Brief: Every line below that contains the word "dark" must be copied.

Phrase grounding data:
= Beginning of Section =

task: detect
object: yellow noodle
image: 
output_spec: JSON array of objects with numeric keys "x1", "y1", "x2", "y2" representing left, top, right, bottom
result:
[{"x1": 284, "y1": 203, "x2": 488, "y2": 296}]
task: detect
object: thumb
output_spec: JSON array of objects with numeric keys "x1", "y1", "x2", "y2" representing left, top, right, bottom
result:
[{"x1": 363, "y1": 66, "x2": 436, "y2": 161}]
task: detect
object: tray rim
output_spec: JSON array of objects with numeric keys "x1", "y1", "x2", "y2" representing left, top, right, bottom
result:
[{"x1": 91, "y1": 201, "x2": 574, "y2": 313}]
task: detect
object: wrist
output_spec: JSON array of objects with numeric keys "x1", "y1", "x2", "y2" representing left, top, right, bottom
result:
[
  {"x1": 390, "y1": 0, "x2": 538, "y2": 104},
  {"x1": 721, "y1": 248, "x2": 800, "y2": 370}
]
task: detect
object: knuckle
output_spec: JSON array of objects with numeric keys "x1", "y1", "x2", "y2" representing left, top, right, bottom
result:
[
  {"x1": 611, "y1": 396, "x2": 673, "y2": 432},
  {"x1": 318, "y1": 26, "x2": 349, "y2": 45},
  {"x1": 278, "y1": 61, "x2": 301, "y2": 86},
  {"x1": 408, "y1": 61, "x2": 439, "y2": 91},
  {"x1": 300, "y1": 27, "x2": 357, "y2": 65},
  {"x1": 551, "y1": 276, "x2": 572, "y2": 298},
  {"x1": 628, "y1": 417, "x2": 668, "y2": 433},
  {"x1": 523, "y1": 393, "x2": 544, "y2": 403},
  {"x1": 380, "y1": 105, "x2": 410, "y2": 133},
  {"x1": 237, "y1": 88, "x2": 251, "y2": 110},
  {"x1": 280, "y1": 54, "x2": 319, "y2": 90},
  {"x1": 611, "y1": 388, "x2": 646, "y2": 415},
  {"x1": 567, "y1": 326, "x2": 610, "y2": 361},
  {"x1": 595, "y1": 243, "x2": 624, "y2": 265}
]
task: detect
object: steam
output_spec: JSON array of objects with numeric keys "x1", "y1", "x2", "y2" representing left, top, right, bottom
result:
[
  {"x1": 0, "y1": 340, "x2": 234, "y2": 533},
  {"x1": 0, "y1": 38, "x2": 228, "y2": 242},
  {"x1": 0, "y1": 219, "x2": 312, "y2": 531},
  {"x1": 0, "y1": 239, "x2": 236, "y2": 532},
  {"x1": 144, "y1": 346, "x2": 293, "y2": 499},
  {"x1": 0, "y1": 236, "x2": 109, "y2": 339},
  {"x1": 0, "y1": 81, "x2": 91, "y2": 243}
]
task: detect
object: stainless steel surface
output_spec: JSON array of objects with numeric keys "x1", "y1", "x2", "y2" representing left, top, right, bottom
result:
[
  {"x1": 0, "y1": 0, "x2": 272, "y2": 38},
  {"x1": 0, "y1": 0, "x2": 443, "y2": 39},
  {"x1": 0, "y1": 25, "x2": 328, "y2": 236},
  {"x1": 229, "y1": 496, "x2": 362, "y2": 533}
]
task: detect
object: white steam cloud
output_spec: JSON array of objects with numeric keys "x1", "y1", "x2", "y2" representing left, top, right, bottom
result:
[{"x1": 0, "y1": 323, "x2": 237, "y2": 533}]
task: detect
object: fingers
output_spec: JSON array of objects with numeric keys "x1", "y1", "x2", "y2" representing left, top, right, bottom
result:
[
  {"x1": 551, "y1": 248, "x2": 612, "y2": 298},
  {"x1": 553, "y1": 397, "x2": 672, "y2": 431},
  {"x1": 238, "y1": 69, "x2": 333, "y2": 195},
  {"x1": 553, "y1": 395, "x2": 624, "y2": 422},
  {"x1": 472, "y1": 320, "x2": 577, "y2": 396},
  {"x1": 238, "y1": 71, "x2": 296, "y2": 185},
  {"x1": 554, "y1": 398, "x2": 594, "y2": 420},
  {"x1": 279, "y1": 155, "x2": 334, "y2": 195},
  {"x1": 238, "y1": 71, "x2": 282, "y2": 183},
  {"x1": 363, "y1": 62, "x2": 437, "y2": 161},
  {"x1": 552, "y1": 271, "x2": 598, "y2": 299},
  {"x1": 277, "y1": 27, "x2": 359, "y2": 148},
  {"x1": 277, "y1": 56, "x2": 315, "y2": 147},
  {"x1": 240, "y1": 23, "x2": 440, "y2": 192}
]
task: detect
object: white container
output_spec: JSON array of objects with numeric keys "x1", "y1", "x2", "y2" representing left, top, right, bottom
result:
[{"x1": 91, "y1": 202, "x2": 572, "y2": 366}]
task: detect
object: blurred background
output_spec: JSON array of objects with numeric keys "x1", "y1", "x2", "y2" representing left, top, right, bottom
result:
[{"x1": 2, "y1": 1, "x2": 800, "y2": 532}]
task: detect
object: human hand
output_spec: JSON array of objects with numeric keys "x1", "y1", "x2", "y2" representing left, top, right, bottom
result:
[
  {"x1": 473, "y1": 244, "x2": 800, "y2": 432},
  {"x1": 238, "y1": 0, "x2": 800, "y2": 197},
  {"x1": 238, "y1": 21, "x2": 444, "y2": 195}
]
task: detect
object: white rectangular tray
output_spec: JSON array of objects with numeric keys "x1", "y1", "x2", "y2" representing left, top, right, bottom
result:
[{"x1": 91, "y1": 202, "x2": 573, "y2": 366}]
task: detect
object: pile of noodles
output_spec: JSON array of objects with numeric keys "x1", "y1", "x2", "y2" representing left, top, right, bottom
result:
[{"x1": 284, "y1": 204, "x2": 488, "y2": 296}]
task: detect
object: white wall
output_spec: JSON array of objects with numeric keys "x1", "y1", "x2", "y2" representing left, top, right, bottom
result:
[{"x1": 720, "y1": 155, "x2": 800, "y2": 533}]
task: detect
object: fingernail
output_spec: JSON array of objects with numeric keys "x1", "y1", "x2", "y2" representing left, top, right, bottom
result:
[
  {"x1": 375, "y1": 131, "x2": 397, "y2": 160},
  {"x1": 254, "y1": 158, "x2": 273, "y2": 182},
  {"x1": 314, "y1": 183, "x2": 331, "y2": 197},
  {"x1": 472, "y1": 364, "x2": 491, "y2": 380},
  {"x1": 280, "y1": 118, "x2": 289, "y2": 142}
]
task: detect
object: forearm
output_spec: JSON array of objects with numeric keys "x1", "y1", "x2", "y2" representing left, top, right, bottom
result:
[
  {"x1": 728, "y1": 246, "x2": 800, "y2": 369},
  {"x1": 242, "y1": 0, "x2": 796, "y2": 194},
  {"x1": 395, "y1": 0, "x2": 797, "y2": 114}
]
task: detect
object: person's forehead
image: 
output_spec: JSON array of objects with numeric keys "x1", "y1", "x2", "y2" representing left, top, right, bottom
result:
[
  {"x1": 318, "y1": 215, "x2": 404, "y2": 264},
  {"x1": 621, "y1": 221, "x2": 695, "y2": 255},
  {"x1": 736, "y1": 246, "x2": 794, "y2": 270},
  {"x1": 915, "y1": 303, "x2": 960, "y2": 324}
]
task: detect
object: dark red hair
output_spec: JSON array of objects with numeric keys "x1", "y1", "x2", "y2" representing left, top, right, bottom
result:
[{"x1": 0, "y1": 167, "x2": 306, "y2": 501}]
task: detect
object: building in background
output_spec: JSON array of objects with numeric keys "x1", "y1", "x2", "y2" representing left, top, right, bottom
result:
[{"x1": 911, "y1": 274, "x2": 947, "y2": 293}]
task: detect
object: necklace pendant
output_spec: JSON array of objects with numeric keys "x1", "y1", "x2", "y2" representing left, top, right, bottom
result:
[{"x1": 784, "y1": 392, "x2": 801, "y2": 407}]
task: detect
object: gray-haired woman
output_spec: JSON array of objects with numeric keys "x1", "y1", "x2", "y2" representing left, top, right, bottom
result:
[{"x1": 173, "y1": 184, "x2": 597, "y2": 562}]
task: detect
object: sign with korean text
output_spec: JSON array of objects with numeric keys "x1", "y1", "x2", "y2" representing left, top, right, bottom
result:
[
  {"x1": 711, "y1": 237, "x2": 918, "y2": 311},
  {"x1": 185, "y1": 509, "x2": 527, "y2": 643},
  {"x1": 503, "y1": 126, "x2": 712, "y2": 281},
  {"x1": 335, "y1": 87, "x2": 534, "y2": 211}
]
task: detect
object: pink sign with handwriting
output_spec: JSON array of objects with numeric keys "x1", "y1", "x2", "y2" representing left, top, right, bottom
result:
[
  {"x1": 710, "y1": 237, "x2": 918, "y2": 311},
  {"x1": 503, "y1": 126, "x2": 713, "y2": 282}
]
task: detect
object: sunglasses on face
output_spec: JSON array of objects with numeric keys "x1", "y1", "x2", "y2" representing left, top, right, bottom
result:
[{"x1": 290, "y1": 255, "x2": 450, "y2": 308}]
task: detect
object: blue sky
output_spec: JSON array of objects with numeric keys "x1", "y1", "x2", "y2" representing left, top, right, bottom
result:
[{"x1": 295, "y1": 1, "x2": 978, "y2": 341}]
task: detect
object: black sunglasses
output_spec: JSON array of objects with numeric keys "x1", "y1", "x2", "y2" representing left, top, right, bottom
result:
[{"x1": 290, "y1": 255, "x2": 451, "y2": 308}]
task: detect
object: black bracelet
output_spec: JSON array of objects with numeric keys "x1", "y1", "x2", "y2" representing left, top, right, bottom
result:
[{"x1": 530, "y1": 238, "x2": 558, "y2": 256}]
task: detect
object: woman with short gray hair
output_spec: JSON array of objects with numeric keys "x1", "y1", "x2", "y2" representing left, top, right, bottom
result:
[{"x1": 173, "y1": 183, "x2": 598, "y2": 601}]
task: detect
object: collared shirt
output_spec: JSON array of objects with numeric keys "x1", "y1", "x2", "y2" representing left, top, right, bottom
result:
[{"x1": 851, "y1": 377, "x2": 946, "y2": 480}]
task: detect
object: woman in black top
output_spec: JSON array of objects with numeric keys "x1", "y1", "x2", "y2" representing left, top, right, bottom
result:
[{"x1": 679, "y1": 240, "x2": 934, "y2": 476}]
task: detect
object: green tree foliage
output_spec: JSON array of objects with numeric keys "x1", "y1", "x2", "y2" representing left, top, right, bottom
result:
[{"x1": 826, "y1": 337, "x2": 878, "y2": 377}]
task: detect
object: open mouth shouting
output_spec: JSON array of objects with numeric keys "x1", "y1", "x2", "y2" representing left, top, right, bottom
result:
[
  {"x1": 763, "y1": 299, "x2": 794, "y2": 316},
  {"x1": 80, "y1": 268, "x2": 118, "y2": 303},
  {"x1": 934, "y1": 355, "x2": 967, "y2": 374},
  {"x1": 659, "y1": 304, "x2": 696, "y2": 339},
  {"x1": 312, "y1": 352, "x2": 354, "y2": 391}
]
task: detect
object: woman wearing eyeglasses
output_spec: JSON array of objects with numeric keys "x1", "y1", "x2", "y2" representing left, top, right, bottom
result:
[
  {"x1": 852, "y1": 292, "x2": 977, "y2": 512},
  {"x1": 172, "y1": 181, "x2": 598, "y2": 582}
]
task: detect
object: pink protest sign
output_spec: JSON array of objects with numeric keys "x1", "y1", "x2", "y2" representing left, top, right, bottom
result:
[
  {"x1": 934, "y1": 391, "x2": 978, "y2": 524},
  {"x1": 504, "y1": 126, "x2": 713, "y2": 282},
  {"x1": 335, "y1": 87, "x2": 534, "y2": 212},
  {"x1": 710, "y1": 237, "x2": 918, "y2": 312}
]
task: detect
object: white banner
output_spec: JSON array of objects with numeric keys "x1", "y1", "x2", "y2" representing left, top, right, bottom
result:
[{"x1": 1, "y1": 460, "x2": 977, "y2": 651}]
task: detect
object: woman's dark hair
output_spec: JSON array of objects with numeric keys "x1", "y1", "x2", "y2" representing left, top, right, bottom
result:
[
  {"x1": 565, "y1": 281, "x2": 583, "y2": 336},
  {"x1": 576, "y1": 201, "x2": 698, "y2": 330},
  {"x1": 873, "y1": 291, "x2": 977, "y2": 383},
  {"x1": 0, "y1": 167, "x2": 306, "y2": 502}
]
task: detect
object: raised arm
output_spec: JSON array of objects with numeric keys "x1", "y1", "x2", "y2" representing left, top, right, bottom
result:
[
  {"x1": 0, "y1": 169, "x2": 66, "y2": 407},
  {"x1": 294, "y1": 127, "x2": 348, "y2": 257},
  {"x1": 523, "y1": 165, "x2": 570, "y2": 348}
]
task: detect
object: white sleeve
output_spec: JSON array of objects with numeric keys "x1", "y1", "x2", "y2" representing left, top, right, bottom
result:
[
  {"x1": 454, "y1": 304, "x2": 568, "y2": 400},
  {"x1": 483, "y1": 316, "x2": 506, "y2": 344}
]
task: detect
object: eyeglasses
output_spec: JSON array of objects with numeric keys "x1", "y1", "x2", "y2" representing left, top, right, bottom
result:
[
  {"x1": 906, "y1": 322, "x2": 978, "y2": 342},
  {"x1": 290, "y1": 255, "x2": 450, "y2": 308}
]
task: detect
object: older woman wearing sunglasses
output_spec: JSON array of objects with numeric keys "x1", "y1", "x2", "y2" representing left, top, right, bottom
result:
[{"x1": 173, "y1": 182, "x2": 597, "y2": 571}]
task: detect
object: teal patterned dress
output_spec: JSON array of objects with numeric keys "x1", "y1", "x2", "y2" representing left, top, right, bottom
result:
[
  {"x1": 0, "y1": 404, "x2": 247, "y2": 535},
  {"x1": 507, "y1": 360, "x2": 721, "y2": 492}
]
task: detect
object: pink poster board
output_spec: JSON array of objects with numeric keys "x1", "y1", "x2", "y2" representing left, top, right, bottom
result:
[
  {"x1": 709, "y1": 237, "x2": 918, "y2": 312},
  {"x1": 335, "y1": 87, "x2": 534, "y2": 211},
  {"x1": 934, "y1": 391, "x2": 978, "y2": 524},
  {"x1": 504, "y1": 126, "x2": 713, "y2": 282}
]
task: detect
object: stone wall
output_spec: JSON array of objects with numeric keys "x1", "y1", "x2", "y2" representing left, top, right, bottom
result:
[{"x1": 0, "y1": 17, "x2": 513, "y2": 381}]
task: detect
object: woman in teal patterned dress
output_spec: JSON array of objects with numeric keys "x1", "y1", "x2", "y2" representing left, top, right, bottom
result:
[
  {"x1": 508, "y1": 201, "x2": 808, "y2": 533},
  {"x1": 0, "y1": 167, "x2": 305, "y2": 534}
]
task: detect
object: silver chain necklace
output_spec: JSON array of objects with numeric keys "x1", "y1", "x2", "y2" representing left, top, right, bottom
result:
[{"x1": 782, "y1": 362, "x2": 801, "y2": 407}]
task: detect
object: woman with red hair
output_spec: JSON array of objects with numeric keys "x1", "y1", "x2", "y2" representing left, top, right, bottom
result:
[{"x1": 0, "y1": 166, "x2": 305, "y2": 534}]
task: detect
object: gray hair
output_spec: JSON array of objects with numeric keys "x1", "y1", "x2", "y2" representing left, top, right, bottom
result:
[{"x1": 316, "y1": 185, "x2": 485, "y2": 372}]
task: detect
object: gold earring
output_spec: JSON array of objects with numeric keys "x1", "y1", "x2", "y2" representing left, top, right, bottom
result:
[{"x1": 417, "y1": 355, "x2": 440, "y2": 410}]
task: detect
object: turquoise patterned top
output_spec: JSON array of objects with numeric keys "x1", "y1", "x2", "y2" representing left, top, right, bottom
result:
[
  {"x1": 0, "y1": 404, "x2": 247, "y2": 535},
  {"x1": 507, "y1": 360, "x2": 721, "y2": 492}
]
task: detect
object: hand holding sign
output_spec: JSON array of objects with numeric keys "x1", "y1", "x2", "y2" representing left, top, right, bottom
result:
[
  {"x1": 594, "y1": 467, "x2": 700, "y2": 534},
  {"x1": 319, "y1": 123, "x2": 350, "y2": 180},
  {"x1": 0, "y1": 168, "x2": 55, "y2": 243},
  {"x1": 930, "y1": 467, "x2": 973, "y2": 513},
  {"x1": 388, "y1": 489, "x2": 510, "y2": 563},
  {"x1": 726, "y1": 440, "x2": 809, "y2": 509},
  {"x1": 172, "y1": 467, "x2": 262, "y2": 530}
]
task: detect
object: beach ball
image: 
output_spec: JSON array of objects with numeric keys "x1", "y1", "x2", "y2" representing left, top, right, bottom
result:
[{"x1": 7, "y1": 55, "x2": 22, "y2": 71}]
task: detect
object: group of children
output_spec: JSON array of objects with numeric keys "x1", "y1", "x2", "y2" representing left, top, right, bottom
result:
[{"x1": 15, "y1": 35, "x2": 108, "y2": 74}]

= End of Section =

Problem solution:
object: dark red hair
object: woman's dark hair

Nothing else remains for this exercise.